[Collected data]
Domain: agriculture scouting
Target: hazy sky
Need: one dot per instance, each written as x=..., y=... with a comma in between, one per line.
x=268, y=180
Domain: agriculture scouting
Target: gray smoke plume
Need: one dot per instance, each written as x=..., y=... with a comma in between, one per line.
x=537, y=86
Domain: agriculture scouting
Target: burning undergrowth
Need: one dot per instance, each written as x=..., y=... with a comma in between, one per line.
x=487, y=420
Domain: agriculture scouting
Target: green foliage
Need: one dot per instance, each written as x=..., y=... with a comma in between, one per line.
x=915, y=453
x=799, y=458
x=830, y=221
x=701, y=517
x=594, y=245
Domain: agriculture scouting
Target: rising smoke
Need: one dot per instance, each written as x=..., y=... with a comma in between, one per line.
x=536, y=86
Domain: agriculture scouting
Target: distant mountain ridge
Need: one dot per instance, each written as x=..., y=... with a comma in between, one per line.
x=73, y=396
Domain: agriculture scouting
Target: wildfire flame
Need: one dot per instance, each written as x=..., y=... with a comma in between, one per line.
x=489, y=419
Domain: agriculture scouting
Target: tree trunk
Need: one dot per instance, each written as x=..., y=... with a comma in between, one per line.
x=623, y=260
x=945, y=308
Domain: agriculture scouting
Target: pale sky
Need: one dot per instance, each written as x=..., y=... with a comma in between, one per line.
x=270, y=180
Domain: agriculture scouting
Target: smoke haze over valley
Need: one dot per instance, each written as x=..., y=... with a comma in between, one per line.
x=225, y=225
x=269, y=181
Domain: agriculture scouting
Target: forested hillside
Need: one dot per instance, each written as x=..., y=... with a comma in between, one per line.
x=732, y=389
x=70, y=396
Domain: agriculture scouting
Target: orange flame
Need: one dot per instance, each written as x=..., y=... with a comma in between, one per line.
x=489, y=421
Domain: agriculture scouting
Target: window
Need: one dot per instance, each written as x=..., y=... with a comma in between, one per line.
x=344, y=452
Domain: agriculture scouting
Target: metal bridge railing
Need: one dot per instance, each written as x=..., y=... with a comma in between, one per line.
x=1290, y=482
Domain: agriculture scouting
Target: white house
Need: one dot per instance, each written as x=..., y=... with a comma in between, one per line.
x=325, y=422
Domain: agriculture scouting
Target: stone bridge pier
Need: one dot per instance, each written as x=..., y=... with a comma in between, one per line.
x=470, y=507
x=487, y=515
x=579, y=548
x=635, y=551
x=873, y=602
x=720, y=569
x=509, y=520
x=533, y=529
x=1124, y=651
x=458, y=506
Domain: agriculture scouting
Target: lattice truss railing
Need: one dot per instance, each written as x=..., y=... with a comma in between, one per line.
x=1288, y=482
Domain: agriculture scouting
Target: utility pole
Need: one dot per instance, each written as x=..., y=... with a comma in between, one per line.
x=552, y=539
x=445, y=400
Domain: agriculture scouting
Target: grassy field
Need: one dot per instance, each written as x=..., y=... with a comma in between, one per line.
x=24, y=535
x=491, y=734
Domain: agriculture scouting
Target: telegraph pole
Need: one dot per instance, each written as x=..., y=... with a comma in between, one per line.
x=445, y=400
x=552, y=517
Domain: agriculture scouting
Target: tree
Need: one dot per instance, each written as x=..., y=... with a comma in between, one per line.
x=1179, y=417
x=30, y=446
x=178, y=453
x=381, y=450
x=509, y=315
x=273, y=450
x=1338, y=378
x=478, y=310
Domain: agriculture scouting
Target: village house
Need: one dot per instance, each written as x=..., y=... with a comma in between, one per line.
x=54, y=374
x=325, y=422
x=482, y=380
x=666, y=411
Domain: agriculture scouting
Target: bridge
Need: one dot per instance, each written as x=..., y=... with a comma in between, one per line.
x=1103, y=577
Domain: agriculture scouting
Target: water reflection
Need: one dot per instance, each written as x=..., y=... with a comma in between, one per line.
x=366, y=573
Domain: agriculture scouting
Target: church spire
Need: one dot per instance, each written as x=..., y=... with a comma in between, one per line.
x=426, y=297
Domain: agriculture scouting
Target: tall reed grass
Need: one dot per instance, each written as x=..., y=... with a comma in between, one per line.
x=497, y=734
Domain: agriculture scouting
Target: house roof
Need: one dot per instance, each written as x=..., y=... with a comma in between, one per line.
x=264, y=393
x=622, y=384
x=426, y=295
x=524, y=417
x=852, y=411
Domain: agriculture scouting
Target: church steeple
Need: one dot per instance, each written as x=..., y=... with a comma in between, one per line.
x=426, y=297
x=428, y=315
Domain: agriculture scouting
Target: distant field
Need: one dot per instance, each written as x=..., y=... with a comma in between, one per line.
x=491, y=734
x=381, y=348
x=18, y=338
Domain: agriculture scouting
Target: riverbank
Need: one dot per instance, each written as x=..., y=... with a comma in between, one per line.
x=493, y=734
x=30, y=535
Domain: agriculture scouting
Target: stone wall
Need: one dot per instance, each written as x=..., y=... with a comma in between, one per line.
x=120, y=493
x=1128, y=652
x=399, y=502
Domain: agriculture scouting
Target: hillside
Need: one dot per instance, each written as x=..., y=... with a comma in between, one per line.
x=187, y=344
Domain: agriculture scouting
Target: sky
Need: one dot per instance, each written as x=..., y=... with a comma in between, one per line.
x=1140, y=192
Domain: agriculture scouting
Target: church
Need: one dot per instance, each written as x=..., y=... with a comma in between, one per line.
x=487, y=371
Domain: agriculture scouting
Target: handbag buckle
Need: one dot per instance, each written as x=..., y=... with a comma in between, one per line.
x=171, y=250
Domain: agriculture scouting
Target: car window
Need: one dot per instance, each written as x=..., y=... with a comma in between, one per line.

Exercise prompt
Show me every line in the data above that includes "field".

Task result
Target: grassy field
Target: distant field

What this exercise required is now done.